■ What you have to do
Can you quote the lines below exactly, starting at the line with "Expected: for every instance of the metal wire" and going through the last one?

(Raw records)
— START —
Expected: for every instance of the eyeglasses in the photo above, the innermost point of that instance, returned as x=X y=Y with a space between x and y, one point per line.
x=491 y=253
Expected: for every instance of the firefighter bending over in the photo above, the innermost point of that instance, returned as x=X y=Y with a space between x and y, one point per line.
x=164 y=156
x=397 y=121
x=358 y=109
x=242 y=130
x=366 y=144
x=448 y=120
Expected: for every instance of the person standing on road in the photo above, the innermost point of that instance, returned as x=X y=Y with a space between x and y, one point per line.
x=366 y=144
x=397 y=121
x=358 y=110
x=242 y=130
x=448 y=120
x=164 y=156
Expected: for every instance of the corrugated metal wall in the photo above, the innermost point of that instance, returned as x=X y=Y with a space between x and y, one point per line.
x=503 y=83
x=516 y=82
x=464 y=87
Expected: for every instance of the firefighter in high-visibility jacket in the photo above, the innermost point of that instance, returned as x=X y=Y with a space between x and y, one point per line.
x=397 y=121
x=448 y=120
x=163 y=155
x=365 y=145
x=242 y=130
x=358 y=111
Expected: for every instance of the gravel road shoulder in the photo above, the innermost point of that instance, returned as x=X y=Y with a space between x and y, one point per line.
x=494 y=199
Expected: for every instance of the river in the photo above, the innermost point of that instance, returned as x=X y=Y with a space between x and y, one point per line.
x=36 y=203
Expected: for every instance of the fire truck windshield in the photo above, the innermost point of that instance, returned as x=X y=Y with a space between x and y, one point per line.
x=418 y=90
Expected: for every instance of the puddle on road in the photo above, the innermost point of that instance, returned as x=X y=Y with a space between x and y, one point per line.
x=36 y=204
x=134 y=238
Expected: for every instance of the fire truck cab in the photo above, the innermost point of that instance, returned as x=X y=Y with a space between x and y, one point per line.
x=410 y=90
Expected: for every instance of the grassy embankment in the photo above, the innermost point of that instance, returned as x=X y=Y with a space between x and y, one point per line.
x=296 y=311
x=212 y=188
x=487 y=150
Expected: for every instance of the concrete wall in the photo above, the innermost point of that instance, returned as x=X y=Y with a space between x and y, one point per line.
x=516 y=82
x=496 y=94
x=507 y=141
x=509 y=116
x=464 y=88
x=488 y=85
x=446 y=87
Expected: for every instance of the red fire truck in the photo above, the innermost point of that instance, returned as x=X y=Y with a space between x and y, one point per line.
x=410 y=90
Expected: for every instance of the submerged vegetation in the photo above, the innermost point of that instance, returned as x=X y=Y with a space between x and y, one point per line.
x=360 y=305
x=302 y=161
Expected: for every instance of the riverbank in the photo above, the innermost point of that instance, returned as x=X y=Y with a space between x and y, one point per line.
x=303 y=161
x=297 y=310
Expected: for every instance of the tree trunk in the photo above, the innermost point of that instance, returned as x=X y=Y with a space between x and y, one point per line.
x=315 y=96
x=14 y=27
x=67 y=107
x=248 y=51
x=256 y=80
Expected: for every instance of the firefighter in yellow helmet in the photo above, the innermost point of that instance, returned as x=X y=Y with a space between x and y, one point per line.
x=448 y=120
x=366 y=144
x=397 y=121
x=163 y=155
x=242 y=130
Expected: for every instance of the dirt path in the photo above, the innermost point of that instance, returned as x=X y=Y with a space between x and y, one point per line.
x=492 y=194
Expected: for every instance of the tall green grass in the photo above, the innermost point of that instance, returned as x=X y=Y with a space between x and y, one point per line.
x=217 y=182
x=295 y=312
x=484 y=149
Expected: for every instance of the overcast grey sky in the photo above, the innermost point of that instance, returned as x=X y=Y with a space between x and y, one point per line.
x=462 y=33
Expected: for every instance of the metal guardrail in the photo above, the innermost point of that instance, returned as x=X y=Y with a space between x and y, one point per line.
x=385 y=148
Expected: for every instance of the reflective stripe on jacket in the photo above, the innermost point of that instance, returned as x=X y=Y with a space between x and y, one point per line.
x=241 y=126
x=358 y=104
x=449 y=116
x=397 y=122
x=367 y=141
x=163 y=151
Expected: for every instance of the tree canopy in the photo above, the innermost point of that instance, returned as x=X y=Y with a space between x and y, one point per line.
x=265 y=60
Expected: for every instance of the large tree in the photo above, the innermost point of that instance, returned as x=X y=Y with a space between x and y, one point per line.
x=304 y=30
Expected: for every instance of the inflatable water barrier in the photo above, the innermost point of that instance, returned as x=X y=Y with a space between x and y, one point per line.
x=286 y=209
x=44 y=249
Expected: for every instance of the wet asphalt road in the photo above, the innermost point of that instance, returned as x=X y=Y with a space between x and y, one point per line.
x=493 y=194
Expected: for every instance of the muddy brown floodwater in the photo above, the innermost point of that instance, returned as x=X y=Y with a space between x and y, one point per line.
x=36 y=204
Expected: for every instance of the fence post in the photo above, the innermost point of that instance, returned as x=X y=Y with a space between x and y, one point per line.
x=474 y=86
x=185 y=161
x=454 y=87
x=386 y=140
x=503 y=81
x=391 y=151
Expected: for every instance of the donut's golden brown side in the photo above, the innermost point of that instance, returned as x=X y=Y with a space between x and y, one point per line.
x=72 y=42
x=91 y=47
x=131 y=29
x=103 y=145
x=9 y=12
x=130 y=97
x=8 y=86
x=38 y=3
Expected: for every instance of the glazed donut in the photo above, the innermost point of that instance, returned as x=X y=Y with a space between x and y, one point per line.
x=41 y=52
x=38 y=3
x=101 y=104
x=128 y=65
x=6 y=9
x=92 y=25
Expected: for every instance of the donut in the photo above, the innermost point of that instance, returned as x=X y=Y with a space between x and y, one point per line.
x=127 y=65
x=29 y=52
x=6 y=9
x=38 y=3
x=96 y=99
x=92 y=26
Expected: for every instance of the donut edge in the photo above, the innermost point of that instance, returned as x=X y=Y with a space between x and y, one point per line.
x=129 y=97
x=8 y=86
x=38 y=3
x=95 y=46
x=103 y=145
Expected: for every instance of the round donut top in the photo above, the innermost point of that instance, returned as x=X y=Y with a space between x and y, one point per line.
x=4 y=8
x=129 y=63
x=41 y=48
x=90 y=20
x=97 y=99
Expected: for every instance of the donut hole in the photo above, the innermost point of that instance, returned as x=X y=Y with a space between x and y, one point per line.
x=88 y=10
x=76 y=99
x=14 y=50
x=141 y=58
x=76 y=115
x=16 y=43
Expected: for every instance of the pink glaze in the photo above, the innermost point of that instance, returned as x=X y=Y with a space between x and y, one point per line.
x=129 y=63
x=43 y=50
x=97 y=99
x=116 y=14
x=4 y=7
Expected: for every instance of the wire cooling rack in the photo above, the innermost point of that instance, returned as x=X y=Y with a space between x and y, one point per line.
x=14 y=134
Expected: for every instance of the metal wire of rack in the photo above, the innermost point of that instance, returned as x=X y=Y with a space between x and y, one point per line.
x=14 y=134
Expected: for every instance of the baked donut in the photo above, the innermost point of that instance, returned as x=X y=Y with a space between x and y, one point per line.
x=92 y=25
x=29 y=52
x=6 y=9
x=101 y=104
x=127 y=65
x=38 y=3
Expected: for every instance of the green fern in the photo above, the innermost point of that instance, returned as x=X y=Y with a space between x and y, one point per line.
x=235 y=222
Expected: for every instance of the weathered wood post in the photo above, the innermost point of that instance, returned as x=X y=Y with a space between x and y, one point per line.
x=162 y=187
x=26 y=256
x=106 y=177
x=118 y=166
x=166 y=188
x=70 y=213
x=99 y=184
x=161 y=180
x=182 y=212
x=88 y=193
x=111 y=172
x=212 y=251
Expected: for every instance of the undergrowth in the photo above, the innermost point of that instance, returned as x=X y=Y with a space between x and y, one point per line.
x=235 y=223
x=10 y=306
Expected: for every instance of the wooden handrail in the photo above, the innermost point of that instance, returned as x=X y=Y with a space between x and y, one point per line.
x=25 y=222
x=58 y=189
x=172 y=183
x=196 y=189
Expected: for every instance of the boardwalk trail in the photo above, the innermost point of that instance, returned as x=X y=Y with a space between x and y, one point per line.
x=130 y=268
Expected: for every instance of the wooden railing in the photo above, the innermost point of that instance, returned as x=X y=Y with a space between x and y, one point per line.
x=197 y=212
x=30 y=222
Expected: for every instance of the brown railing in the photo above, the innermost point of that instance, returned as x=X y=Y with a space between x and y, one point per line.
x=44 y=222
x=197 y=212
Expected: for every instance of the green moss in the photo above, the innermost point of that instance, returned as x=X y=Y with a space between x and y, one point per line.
— END —
■ Reply
Expected: for every instance of the metal wire of rack in the photo above, the innermost point of that instance, returned as x=X y=Y with a space between x and y, one point per line.
x=14 y=134
Expected: for every instance of the baked donut in the photo above, the innermost point of that instance, returned as x=X y=Y with a space between x and y, one point per line.
x=92 y=25
x=29 y=52
x=6 y=9
x=101 y=104
x=127 y=65
x=38 y=3
Expected: for every instance of the green fern in the photo above, the innermost point of that instance, returned as x=X y=Y with a space between x and y, one point per line.
x=235 y=222
Expected: for every instance of the weathered wood post in the photo above, the innermost point of that instance, returned as x=X y=Y with a space between x and y, one point per line.
x=162 y=187
x=26 y=256
x=106 y=177
x=118 y=166
x=166 y=188
x=70 y=213
x=99 y=184
x=161 y=180
x=182 y=212
x=88 y=193
x=111 y=172
x=212 y=251
Expected: for every instance of the undergrowth in the photo above, the innermost point of that instance, returned as x=X y=Y with a space between x and y, one point per line.
x=235 y=223
x=10 y=306
Expected: for every instance of the wooden handrail in the photo above, the innermost point of that instance, returned as x=X y=Y with a space between x and y, one point per line.
x=25 y=222
x=58 y=189
x=172 y=183
x=196 y=189
Expected: for every instance of the boardwalk trail in the photo above, the innermost point of that instance, returned as x=X y=Y with a space between x and y, one point per line.
x=130 y=268
Expected: for every instance of the wooden railing in the photo above, the innermost point of that instance, returned as x=X y=Y with a space between x and y, one point per line.
x=197 y=212
x=30 y=222
Expected: for every instance of the brown railing in the photo above, the innermost point of that instance, returned as x=X y=Y with a space between x and y, one point per line.
x=44 y=222
x=197 y=212
Expected: for every instance of the green moss in the photo above, the innermost point of that instance, returned as x=X y=Y with a space between x and y, one point per line.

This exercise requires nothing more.